**Required work:**
Change "even-odd" to "nonzero" in the lines starting at the one that contains "Could you provide the mask of every instance of the jacket" and ending at the last line. Give only those lines, with nothing else altered.

## Start The data

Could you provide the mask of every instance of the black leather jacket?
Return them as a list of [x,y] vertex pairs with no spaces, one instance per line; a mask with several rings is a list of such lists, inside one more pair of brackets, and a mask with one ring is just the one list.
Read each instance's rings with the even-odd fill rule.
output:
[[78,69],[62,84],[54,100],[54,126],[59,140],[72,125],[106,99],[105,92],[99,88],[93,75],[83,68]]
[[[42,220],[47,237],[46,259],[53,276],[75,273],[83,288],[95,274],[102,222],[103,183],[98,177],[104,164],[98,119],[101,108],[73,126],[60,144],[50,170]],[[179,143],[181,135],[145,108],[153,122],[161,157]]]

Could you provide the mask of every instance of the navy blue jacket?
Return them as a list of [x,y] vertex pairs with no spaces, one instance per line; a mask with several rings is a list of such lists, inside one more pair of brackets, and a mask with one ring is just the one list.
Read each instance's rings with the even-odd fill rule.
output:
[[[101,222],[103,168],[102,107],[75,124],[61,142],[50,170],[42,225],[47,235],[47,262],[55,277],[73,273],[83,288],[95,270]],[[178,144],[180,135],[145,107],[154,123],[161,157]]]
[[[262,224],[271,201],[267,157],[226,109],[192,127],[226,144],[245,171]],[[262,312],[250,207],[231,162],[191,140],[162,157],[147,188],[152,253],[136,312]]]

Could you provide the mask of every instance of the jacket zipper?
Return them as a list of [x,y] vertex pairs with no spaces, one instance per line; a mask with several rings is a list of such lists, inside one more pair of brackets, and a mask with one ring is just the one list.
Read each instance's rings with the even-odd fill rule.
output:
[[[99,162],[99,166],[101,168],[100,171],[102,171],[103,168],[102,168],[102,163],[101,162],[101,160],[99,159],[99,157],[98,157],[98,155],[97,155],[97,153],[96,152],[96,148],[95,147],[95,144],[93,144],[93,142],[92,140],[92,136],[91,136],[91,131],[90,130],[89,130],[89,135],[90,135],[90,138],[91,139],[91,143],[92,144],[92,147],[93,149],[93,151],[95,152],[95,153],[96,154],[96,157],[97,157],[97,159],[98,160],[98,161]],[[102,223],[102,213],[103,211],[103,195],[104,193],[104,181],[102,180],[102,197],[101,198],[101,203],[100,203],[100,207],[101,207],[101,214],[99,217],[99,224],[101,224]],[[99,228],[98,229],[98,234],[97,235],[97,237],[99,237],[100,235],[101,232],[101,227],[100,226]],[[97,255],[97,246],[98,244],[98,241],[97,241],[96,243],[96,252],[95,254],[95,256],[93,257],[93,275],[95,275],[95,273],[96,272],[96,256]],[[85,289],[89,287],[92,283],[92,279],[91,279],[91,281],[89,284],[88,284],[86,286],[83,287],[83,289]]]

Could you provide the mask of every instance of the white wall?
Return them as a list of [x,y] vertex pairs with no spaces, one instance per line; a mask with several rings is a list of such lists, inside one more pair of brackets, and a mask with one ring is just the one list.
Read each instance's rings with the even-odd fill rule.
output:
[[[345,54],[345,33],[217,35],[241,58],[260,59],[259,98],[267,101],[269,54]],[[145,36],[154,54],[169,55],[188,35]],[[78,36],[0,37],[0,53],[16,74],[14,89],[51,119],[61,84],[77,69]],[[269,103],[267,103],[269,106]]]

## End The data

**Solution to this task:**
Could you provide the mask of every instance of the jacket zipper?
Return them as a list of [x,y] vertex pairs with no spaces, one instance per line; a mask with several rings is a list of such lists, inside one more pair of brackets, and a mask with one ring is just the one list.
Read each instance's rings with the nonzero fill rule.
output:
[[[99,162],[99,166],[101,168],[100,171],[102,171],[103,168],[102,168],[102,163],[101,162],[101,160],[99,159],[99,157],[98,157],[98,155],[97,155],[97,153],[96,152],[96,148],[95,147],[95,144],[93,144],[93,142],[92,140],[92,136],[91,136],[91,131],[90,130],[89,130],[89,135],[90,135],[90,138],[91,139],[91,143],[92,144],[92,147],[93,149],[93,151],[95,152],[95,153],[96,154],[96,157],[97,157],[97,159],[98,160],[98,161]],[[102,223],[102,213],[103,211],[103,195],[104,193],[104,181],[102,180],[102,197],[101,198],[101,203],[100,203],[100,207],[101,207],[101,214],[99,217],[99,224],[101,224]],[[99,228],[98,229],[98,234],[97,235],[97,237],[99,237],[100,235],[101,232],[101,227],[100,226]],[[97,255],[97,246],[98,244],[98,241],[97,241],[96,243],[96,252],[95,254],[95,256],[93,257],[93,275],[95,275],[95,273],[96,272],[96,256]],[[85,289],[89,287],[92,283],[92,279],[91,279],[91,281],[89,284],[88,284],[86,286],[83,287],[83,289]]]

Could you provide the mask of every instance of the white wall?
Return them as a list of [x,y] vertex pairs with no spaces, one instance per line; a mask with several rings is a list of such lists, inside one more pair of brackets, and a mask with one ring is just the one list.
Read each instance's rings with the nonzero fill rule.
output:
[[[345,54],[345,33],[217,35],[241,58],[260,59],[259,98],[267,101],[269,54]],[[145,36],[154,54],[169,55],[188,35]],[[78,36],[0,37],[0,53],[16,74],[14,89],[51,119],[61,84],[77,69]],[[269,103],[267,103],[269,106]]]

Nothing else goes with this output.